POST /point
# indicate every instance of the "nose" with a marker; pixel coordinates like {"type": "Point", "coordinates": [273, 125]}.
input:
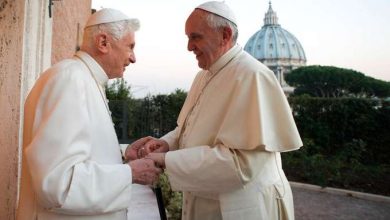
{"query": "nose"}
{"type": "Point", "coordinates": [132, 58]}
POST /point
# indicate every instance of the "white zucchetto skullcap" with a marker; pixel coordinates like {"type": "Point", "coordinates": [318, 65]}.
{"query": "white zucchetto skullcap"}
{"type": "Point", "coordinates": [106, 15]}
{"type": "Point", "coordinates": [219, 8]}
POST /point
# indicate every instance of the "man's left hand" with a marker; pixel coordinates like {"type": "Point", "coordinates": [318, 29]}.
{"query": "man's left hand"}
{"type": "Point", "coordinates": [158, 158]}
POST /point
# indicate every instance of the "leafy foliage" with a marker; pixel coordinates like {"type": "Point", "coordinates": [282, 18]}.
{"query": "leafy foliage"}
{"type": "Point", "coordinates": [346, 143]}
{"type": "Point", "coordinates": [330, 81]}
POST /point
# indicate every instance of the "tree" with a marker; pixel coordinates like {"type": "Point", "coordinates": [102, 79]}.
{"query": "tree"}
{"type": "Point", "coordinates": [330, 81]}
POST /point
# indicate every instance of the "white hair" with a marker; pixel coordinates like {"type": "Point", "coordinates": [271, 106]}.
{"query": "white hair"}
{"type": "Point", "coordinates": [116, 30]}
{"type": "Point", "coordinates": [217, 22]}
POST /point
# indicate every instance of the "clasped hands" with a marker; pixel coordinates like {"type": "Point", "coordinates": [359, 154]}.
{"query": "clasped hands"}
{"type": "Point", "coordinates": [146, 158]}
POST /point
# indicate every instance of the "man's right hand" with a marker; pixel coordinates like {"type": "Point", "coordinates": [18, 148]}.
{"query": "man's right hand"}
{"type": "Point", "coordinates": [144, 171]}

> Problem details
Look over the material above and report each line holding "every".

> Response to this exercise
# indicate every instance of the "nose" with a marker; pixel coordinates like {"type": "Point", "coordinates": [273, 125]}.
# indicate every instance of the "white zucchetto skullcap" with a marker; pixel coordinates like {"type": "Point", "coordinates": [318, 65]}.
# indicate every instance of the "man's left hand" with a marker; pixel coordinates like {"type": "Point", "coordinates": [318, 29]}.
# indicate every instance of the "leafy foliage" with a marker; pixel coordinates like {"type": "Point", "coordinates": [282, 18]}.
# indicate every instance of the "tree" with a marker; pixel coordinates like {"type": "Point", "coordinates": [102, 79]}.
# indicate every instance of the "white hair" with a marker; pixel coordinates like {"type": "Point", "coordinates": [271, 106]}.
# indicate every instance of the "clasped hands" with a marker; pixel coordinates like {"type": "Point", "coordinates": [359, 154]}.
# indicate every instance of the "man's right hand" with a marker; pixel coordinates like {"type": "Point", "coordinates": [18, 148]}.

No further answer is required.